WHAT IS EXPECTED:
Repeat the stretch from the line containing "of the parapet" through the final line, substituting "balcony balustrade" for "parapet railing" and leaving everything else unchanged.

Stored data entries
+ + + + + + +
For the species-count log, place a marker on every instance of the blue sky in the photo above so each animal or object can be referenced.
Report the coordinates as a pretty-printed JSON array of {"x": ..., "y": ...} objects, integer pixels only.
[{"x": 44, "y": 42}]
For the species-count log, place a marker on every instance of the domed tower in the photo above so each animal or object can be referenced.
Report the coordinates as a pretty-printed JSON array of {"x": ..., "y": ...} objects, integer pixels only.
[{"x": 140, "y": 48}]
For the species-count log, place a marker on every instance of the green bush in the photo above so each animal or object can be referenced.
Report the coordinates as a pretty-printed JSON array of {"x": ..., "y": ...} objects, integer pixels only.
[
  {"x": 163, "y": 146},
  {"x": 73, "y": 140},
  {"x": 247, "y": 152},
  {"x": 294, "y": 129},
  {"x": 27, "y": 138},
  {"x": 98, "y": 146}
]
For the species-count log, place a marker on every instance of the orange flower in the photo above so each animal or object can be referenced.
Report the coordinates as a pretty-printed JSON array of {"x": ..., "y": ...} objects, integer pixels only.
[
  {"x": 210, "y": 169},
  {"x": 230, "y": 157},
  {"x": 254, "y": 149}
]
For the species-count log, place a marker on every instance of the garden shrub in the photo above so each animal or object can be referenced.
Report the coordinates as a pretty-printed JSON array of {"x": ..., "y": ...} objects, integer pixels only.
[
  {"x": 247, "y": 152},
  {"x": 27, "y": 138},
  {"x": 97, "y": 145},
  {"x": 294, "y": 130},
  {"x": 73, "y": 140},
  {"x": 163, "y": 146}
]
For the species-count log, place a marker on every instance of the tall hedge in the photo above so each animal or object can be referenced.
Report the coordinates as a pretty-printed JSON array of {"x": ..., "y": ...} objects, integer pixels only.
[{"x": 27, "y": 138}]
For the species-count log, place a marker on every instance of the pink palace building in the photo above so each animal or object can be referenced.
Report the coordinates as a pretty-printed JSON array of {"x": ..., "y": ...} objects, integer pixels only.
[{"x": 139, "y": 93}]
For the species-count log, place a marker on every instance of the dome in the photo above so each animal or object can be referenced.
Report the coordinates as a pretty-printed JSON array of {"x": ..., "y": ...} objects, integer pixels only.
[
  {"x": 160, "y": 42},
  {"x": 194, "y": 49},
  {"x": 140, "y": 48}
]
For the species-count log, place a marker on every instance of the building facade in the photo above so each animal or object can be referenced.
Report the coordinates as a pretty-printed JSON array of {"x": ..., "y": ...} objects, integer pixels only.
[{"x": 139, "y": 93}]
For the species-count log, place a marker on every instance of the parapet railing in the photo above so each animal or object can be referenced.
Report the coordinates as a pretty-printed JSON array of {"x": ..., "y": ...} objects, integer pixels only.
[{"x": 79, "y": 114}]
+ + + + + + +
SOLUTION TO THE PROBLEM:
For the species-count log, place a marker on every instance of the balcony balustrade in the photo above so each animal or object can be referenced.
Report the coordinates as a pretty-printed JSON array of {"x": ..., "y": ...} objects, integer pixels only.
[{"x": 79, "y": 114}]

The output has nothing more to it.